*** Opening of Extracted information ***
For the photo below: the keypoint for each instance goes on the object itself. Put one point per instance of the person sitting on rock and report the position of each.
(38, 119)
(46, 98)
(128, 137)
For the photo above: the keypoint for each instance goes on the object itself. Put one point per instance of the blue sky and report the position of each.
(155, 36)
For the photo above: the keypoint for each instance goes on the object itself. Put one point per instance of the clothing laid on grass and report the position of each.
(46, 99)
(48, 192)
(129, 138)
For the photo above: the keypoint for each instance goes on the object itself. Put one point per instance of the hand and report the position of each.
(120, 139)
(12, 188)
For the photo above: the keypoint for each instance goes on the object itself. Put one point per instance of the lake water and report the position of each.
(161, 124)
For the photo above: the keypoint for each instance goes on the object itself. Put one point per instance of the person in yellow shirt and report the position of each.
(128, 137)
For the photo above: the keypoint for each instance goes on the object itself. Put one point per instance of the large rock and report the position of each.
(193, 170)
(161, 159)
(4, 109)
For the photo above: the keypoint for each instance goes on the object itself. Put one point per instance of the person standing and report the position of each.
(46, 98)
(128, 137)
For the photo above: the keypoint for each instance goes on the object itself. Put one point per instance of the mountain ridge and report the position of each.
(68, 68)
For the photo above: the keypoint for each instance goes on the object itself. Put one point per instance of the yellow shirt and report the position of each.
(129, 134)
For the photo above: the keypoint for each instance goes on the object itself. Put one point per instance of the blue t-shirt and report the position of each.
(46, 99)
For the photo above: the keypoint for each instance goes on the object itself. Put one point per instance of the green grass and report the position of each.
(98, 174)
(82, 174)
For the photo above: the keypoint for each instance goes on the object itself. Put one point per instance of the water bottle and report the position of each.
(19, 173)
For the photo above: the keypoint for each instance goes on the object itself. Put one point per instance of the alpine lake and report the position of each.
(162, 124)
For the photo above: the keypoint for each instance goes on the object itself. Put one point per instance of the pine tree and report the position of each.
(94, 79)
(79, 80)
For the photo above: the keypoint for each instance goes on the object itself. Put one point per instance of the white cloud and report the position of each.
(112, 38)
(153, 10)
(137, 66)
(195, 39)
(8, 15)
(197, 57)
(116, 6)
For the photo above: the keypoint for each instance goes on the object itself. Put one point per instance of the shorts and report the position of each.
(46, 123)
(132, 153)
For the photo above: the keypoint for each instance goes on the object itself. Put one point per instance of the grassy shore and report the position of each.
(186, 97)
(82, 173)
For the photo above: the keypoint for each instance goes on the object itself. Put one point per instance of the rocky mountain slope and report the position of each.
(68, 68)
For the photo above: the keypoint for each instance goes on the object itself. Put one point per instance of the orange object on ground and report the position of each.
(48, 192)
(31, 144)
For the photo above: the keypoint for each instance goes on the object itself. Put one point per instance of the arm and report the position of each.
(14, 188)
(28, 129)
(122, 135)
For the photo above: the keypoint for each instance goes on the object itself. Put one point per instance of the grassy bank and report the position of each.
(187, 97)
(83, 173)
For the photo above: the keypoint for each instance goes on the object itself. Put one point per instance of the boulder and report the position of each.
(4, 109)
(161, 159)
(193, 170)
*** Close of Extracted information ***
• **Directions for this task**
Repeat the records above exactly, leaving none out.

• **Task response**
For the photo below: the keypoint for each instance goes on the object itself. Put one point per instance of the person sitting on rock and report the position of each.
(38, 119)
(46, 98)
(128, 137)
For the photo above: the keypoint for each instance goes on the object itself. Put one point per instance of the blue sky and report the position of each.
(155, 36)
For the photo above: the keypoint for each instance goes on the object itself. Put one point per instance of the clothing laid on grass and report the position of each.
(46, 99)
(48, 192)
(129, 138)
For the photo above: the keypoint for each instance goes on the object itself. Put one point per instance of the hand and report the position of each.
(120, 139)
(12, 188)
For the photo above: the keypoint for each instance goes on the object itself. Put one point per instance of the lake water and report the position of each.
(161, 124)
For the photo above: the keypoint for each instance goes on the object itself. Put one point per instance of the person in yellow shirt and report the position of each.
(128, 137)
For the photo above: the keypoint for each instance goes on the object itself. Put one point per instance of the large rock and report the position of each.
(193, 170)
(161, 159)
(4, 109)
For the photo above: the keypoint for each instance goes on the object itself. Put one point per instance of the person standing and report the position of each.
(46, 98)
(128, 137)
For the photo above: the keypoint for each instance goes on the object itself. Put one point per instance of the mountain ridge and report the position of each.
(68, 68)
For the photo above: the keypoint for each instance goes on the object itself. Put one point per instance of the yellow shirt and report the position of each.
(129, 134)
For the photo above: the keypoint for each instance goes on the object itself. Put one point per instance of the blue t-shirt and report the position of each.
(46, 99)
For the photo above: the keypoint for each instance goes on the object itself. Put one point per instance of the green grass and report the position of each.
(98, 174)
(82, 174)
For the photo above: the keypoint for each instance goes on the object itself. Put one point per instance of the water bottle and report the position of each.
(19, 173)
For the photo above: the keypoint for each instance goes on the object itself. Put one point per instance of the alpine lake and report the position of each.
(162, 124)
For the photo above: the keypoint for each instance goes on the object itself. Put one point per instance of the pine tree and report the position of each.
(94, 79)
(79, 80)
For the photo above: the keypoint for each instance goes on the object itself. Put one point per instance of the white cloud and report the position of each.
(112, 38)
(153, 10)
(137, 66)
(195, 39)
(8, 15)
(197, 57)
(116, 6)
For the photo above: the keypoint for each instance goes on the object itself. Put one point per instance of the shorts and report the position of each.
(46, 123)
(132, 153)
For the photo above: the keypoint for each instance goes on the object itself. Put one point per instance of the grassy shore and report the position of each.
(186, 97)
(82, 173)
For the photo above: the keypoint for each instance goes on the object itself. Put one point per instance of the rocky mountain slope and report the position of each.
(68, 68)
For the photo above: the keypoint for each instance goes on the object itself. Put one point per instance of the orange object on ground and report the position of each.
(48, 192)
(31, 144)
For the photo above: the keypoint for each instance goes on the object itself. Put one point per instance of the arm and report the position of each.
(14, 188)
(28, 129)
(122, 135)
For the photo above: the keypoint for each instance goes on the object itself. Put one point per instance of the grassy bank and report the position of each.
(187, 97)
(83, 173)
For the photo above: the keypoint for each instance goes on the object itself. Put one point per instance of the boulder and report the position of each.
(4, 109)
(161, 159)
(193, 170)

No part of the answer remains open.